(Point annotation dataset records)

┄┄┄┄┄┄┄┄┄┄

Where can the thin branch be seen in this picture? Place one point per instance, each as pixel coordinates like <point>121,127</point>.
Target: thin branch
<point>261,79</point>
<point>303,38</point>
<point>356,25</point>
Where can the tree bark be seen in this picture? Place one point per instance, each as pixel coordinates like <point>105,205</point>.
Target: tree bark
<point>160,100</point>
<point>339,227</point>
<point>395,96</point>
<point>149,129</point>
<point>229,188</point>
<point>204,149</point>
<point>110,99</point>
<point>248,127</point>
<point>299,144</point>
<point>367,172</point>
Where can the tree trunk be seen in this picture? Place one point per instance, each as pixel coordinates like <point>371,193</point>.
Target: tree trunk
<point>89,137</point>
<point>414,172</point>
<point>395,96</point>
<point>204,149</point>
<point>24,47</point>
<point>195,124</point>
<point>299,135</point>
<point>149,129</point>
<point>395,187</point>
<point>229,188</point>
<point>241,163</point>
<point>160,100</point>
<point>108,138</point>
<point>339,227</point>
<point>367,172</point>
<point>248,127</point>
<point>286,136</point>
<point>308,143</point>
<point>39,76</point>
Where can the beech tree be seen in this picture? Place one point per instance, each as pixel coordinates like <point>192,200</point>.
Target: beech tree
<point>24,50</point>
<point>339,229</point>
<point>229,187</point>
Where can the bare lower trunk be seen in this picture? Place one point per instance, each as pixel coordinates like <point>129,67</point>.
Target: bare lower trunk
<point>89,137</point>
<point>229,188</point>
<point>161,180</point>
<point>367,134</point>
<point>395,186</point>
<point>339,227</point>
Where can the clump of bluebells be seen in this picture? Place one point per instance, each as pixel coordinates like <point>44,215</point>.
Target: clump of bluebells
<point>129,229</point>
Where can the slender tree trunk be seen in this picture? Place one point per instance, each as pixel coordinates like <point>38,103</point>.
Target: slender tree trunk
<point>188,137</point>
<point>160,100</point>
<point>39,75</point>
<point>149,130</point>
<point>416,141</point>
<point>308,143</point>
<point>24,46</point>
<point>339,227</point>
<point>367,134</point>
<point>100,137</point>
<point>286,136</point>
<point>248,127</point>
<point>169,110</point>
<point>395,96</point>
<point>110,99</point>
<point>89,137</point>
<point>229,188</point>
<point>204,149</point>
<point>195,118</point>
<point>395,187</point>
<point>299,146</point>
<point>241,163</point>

┄┄┄┄┄┄┄┄┄┄

**Your instructions**:
Reproduce the full listing above, renaming each "instance" to "occurrence" and leaving every other line and character unchanged.

**Problem solution**:
Where can the thin branch be seen in this picture? Place one point per occurrence, each as pixel coordinates like <point>121,127</point>.
Target: thin branch
<point>261,79</point>
<point>303,38</point>
<point>356,25</point>
Where can the tree bark be seen in this picture? Place one point per occurrence, each as pixel coordinates like <point>105,205</point>.
Target: tree bark
<point>160,100</point>
<point>339,227</point>
<point>395,96</point>
<point>149,129</point>
<point>229,188</point>
<point>204,149</point>
<point>110,99</point>
<point>248,127</point>
<point>299,144</point>
<point>367,172</point>
Where can the tree trunk be seen in this picture? Place one point per occurrence, each as pixel coordinates like <point>371,193</point>.
Target: tree trunk
<point>89,137</point>
<point>414,172</point>
<point>395,96</point>
<point>204,149</point>
<point>24,47</point>
<point>195,124</point>
<point>299,135</point>
<point>149,129</point>
<point>395,187</point>
<point>229,188</point>
<point>241,163</point>
<point>160,100</point>
<point>108,138</point>
<point>339,227</point>
<point>367,172</point>
<point>248,127</point>
<point>286,136</point>
<point>308,143</point>
<point>39,76</point>
Where can the beech tree be seen in this picture? Place one point per occurrence, each as pixel coordinates like <point>192,200</point>.
Target: beech tree
<point>24,50</point>
<point>339,229</point>
<point>229,187</point>
Where can the bare lower trunk be seen in this picture? Place one point per occurrence, each as pixel coordinates like <point>129,67</point>.
Target: bare lower trunk
<point>89,137</point>
<point>229,188</point>
<point>161,180</point>
<point>367,134</point>
<point>395,186</point>
<point>339,227</point>
Where can the clump of bluebells be seen in this picture? Place one point per occurrence, each as pixel coordinates like <point>44,215</point>.
Target: clump of bluebells
<point>129,229</point>
Where can the slender tree trunk be seen in this picture? Place one point per occurrence, each as pixel coordinates like <point>38,103</point>.
Target: slender tree trunk
<point>188,137</point>
<point>160,100</point>
<point>39,75</point>
<point>149,130</point>
<point>416,141</point>
<point>308,143</point>
<point>24,46</point>
<point>339,227</point>
<point>367,134</point>
<point>100,137</point>
<point>286,136</point>
<point>248,127</point>
<point>169,110</point>
<point>395,96</point>
<point>110,99</point>
<point>89,137</point>
<point>229,188</point>
<point>204,149</point>
<point>195,118</point>
<point>395,187</point>
<point>299,146</point>
<point>241,163</point>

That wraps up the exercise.